**YOUR INSTRUCTIONS**
Express every line of the material that follows as a JSON list of strings, one string per line, omitting any blank lines.

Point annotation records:
= = =

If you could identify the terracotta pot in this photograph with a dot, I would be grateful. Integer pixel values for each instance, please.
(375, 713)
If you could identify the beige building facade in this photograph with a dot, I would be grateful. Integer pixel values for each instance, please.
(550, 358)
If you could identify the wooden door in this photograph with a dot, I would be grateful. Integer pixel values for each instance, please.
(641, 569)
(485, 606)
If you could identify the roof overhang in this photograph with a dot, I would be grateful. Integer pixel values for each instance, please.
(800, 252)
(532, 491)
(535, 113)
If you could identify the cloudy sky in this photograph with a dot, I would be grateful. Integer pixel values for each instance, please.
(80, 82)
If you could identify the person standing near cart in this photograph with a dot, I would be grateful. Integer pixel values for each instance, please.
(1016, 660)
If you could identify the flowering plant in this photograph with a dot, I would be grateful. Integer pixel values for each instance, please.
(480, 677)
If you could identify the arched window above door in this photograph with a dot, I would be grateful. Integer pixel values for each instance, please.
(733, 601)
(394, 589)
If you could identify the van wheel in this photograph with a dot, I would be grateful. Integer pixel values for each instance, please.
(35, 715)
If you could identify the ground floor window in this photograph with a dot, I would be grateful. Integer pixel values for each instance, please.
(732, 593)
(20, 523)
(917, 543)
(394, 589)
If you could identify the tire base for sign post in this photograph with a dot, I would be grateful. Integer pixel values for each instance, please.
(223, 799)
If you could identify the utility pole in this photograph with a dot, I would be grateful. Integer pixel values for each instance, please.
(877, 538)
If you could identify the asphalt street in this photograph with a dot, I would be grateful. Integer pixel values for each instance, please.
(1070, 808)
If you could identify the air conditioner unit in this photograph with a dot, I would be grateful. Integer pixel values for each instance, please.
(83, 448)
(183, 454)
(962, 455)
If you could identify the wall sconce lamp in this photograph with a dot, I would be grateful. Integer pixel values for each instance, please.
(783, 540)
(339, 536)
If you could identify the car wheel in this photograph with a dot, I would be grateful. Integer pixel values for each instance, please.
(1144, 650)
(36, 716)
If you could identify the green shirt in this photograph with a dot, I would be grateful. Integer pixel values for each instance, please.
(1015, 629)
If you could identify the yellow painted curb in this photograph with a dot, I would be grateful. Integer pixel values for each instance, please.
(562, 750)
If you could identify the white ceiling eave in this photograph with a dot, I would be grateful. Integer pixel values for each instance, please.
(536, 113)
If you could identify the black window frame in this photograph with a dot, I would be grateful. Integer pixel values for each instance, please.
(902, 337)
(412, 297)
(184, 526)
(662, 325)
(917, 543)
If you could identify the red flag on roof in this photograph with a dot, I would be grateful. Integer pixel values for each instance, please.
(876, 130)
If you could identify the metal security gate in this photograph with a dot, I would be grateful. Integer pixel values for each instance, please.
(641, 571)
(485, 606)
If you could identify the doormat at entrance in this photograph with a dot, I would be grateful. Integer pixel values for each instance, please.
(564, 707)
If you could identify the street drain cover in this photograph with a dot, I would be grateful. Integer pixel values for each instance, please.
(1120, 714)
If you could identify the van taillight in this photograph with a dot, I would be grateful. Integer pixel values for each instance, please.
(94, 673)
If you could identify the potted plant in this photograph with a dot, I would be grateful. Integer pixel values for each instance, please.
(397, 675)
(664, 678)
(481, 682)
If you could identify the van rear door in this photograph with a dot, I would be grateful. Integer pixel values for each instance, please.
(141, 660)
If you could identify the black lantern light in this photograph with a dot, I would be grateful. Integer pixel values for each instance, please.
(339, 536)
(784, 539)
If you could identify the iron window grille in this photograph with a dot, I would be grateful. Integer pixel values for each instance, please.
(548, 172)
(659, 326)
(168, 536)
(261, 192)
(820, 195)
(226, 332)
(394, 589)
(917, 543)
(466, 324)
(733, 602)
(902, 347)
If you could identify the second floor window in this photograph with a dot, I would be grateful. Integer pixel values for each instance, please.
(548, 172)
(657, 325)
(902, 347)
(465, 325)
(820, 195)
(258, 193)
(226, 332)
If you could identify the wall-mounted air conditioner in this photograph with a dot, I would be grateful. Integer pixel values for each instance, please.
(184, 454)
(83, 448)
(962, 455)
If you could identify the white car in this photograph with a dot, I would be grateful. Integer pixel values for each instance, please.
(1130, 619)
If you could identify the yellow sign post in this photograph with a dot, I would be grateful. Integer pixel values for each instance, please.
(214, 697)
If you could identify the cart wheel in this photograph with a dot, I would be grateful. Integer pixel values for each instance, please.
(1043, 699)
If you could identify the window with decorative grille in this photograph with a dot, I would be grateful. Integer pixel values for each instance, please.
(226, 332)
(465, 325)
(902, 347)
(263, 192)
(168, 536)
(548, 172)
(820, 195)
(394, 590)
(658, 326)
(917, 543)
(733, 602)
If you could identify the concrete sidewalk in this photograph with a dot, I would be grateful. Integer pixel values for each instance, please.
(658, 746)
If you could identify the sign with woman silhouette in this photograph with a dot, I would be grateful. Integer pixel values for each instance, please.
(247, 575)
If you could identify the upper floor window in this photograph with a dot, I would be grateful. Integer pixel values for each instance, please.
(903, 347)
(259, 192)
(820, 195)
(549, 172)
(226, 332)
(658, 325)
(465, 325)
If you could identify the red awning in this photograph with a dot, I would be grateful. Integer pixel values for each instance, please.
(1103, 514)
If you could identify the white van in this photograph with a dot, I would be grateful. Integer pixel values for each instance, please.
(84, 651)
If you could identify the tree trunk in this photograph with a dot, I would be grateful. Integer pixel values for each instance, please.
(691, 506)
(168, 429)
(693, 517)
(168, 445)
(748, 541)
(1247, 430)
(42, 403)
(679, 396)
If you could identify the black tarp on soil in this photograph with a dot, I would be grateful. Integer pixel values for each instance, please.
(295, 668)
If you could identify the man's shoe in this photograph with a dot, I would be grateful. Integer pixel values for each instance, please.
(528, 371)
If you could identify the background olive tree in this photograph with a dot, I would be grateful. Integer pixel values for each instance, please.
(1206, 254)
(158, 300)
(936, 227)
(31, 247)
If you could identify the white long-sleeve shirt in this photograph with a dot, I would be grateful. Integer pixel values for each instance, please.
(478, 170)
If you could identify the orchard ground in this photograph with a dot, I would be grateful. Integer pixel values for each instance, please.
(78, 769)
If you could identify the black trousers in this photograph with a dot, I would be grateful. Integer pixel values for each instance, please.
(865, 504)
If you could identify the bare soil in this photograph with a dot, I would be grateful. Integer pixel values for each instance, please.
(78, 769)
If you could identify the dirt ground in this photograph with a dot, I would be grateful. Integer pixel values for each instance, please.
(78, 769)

= = =

**RESPONSE BELOW**
[
  "If you could identify the terracotta pot in this photograph with a dot, I would be grateful. Integer pixel values for each instance, please.",
  "(375, 713)",
  "If you could identify the beige building facade in this photograph with a dot, I would be grateful. Integer pixel values for each instance, please.",
  "(550, 358)",
  "If you could identify the wooden door in this photograph with a dot, I would be grateful. Integer pixel values for each instance, please.",
  "(641, 569)",
  "(485, 606)",
  "If you could identify the roof overhang in this photograph with a dot, I would be grateful. Integer pixel values for each instance, please.",
  "(800, 252)",
  "(532, 491)",
  "(535, 113)",
  "If you could identify the cloudy sky in this photograph with a dot, I would be grateful. Integer pixel values for each instance, please.",
  "(80, 82)",
  "If you could identify the person standing near cart in this photograph with a dot, I would be grateful. Integer pixel values for each instance, please.",
  "(1016, 660)",
  "If you could identify the flowering plant in this photograph with a dot, I would be grateful. Integer pixel values for each instance, please.",
  "(480, 677)",
  "If you could identify the arched window above door in this photograph with a dot, I would be grateful. Integer pixel values for each instance, please.",
  "(733, 601)",
  "(394, 589)",
  "If you could identify the van wheel in this photograph with a dot, I would be grateful. Integer pixel values for each instance, please.",
  "(35, 715)",
  "If you could identify the ground floor window in this photograph with a dot, I would be grateful. Integer pixel values for each instance, please.",
  "(732, 593)",
  "(20, 523)",
  "(917, 543)",
  "(394, 589)",
  "If you could identify the tire base for sign post in this photograph with a dot, I would be grateful. Integer pixel values for each instance, please.",
  "(223, 799)",
  "If you could identify the utility pole in this photograph with a dot, I would be grateful. Integer pixel values for each instance, please.",
  "(877, 538)",
  "If you could identify the asphalt street in this photograph with a dot, I would be grateful. Integer pixel values for each instance, please.",
  "(1070, 808)",
  "If you could identify the air conditioner unit in this photograph with a dot, I would be grateful. Integer pixel values for each instance, please.",
  "(83, 448)",
  "(183, 454)",
  "(962, 455)",
  "If you could identify the wall sconce lamp in this photograph with a dot, I would be grateful. Integer pixel values for each instance, please.",
  "(783, 540)",
  "(339, 536)",
  "If you could identify the car wheel in this photograph with a dot, I would be grateful. Integer pixel values for each instance, please.",
  "(1144, 650)",
  "(36, 716)",
  "If you could identify the green shirt in this photograph with a dot, I would be grateful. Integer pixel values for each instance, please.",
  "(1015, 629)",
  "If you could identify the yellow painted curb in this photograph with a dot, I would be grateful. Integer pixel values for each instance, please.",
  "(562, 750)",
  "If you could identify the white ceiling eave in this photograph with a dot, I would be grateful. Integer pixel values for each instance, please.",
  "(536, 113)",
  "If you could identify the black window frame in this photograph with a dot, I would be grateful. Integer pixel values for each instance, please.",
  "(902, 337)",
  "(412, 297)",
  "(184, 526)",
  "(662, 325)",
  "(917, 543)",
  "If you could identify the red flag on roof in this photograph with a dot, I would be grateful. Integer pixel values for each instance, please.",
  "(876, 130)",
  "If you could identify the metal security gate in this photograph with a dot, I would be grateful. Integer pixel values for each instance, please.",
  "(641, 571)",
  "(485, 606)",
  "If you could identify the doormat at entrance in this photograph with a dot, I would be grateful. Integer pixel values for each instance, please.",
  "(564, 707)",
  "If you could identify the street drain cover in this photograph with a dot, I would be grateful. Integer pixel values for each instance, please.",
  "(1120, 714)",
  "If you could identify the van taillight in this photograph with a dot, I would be grateful. Integer pixel values for each instance, please.",
  "(94, 673)",
  "If you could identify the potted plant in this photograph with a dot, I would be grateful. Integer pixel values for each instance, please.",
  "(397, 675)",
  "(664, 678)",
  "(481, 682)",
  "If you could identify the van rear door in this photograph with a dot, I would be grateful. Integer pixel values for each instance, please.",
  "(141, 660)",
  "If you could identify the black lantern light in this photograph with a dot, I would be grateful. Integer pixel values for each instance, please.",
  "(339, 536)",
  "(784, 539)",
  "If you could identify the iron window grille in this photograph with a dot, I would be grateful. Integer pixel values for each instance, please.",
  "(548, 172)",
  "(659, 326)",
  "(168, 536)",
  "(261, 192)",
  "(820, 195)",
  "(226, 332)",
  "(394, 589)",
  "(917, 543)",
  "(466, 324)",
  "(733, 602)",
  "(902, 347)",
  "If you could identify the second floor window in this photograph with a dot, I would be grateful. Integer pixel values for each instance, please.",
  "(548, 172)",
  "(657, 325)",
  "(902, 347)",
  "(465, 325)",
  "(820, 195)",
  "(258, 193)",
  "(226, 332)",
  "If you could identify the wall-mounted air conditioner in this photograph with a dot, I would be grateful. Integer pixel values for each instance, please.",
  "(184, 454)",
  "(83, 448)",
  "(962, 455)",
  "If you could identify the white car in this photograph with a dot, I would be grateful. Integer pixel values for each instance, please.",
  "(1130, 619)",
  "If you could identify the yellow sign post in this photograph with a dot, I would be grateful. Integer pixel values for each instance, please.",
  "(214, 697)",
  "If you could identify the cart wheel in this photograph with a dot, I would be grateful. Integer pixel values for each instance, please.",
  "(1043, 699)",
  "If you could identify the window with decorative grille in this photograph with a dot, I would be grateful. Integer pixel values for each instance, please.",
  "(226, 332)",
  "(465, 325)",
  "(902, 347)",
  "(263, 192)",
  "(168, 536)",
  "(548, 172)",
  "(820, 195)",
  "(394, 590)",
  "(658, 326)",
  "(917, 543)",
  "(733, 602)",
  "If you could identify the concrete sidewalk in this photograph with a dot, I would be grateful. Integer pixel values for each instance, please.",
  "(658, 746)",
  "If you could identify the sign with woman silhouette in this photograph with a dot, I would be grateful. Integer pixel values for each instance, please.",
  "(247, 575)",
  "If you could identify the upper floor window in this photograph with a dot, I would be grateful. Integer pixel values for each instance, please.",
  "(903, 347)",
  "(259, 192)",
  "(820, 195)",
  "(549, 172)",
  "(226, 332)",
  "(658, 325)",
  "(465, 325)",
  "If you could identify the red awning in this photograph with a dot, I would be grateful. Integer pixel values for each instance, please.",
  "(1103, 514)",
  "If you could identify the white van in this photograph with a dot, I would be grateful. Integer pixel values for each instance, please.",
  "(84, 651)",
  "If you could identify the tree trunk in this photograph with a dot, I would be grateful. Integer pixel values for each instance, please.",
  "(691, 506)",
  "(168, 429)",
  "(693, 517)",
  "(168, 445)",
  "(748, 541)",
  "(1247, 430)",
  "(42, 403)",
  "(679, 396)",
  "If you could identify the black tarp on soil in this photograph with a dot, I would be grateful. Integer pixel values for each instance, please.",
  "(295, 668)",
  "If you could identify the man's shoe in this photograph with a dot, I would be grateful. Integer pixel values for each instance, please.",
  "(528, 371)",
  "If you could identify the background olive tree in this photograph with a dot, I would be grateful. Integer pixel values for each instance, please.",
  "(1206, 254)",
  "(158, 300)",
  "(936, 227)",
  "(31, 247)",
  "If you could identify the white long-sleeve shirt in this photograph with a dot, I would be grateful. Integer pixel values for each instance, please.",
  "(478, 170)",
  "If you could identify the orchard ground in this photograph with a dot, I would be grateful. Integer pixel values for each instance, please.",
  "(78, 769)",
  "If you could identify the black trousers in this photograph with a dot, I would be grateful. Integer pixel values for each instance, please.",
  "(865, 504)",
  "If you could identify the bare soil in this photograph with a dot, I would be grateful. Integer pixel values for each instance, please.",
  "(78, 769)",
  "If you could identify the dirt ground in this photograph with a dot, I would be grateful. Integer pixel values for each instance, please.",
  "(78, 769)"
]